*Problem statement:* The lines to copy run from the one containing "Query: rough textured post" to the end of the records below; repeat them exactly and include nothing else.

*Task inputs:*
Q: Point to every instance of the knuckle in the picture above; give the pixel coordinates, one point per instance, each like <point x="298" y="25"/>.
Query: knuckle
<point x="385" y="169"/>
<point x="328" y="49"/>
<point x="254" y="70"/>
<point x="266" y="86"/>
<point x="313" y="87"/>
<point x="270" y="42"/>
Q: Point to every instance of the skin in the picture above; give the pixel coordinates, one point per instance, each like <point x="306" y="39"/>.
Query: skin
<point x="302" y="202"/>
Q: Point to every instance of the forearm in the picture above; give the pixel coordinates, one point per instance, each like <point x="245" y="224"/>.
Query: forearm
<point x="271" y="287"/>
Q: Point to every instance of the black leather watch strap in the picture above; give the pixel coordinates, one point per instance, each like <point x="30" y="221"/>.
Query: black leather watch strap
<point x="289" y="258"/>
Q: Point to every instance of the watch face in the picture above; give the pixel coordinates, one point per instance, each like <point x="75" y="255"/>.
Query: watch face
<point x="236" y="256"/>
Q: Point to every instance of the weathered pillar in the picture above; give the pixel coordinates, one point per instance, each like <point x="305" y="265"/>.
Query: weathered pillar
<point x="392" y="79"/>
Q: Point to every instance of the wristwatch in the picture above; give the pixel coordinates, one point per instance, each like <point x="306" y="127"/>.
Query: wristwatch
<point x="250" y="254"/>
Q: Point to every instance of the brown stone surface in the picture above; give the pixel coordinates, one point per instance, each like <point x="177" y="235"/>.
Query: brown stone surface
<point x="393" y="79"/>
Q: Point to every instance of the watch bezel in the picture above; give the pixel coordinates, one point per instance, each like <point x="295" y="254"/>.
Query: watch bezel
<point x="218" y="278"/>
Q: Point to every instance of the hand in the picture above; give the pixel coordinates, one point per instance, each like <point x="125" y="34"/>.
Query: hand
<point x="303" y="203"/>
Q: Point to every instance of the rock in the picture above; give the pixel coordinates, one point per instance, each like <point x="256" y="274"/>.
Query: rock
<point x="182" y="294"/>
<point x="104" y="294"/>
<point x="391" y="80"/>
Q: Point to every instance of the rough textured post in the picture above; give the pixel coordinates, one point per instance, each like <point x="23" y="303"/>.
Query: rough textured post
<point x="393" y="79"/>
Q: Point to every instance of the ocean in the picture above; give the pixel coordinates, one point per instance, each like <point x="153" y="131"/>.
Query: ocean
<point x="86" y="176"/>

*Answer to this problem:*
Query: rough textured post
<point x="393" y="79"/>
Q: Point to every instance of the ocean in the picture above; give the pixel coordinates, one point per instance, each like <point x="153" y="131"/>.
Query: ocean
<point x="86" y="176"/>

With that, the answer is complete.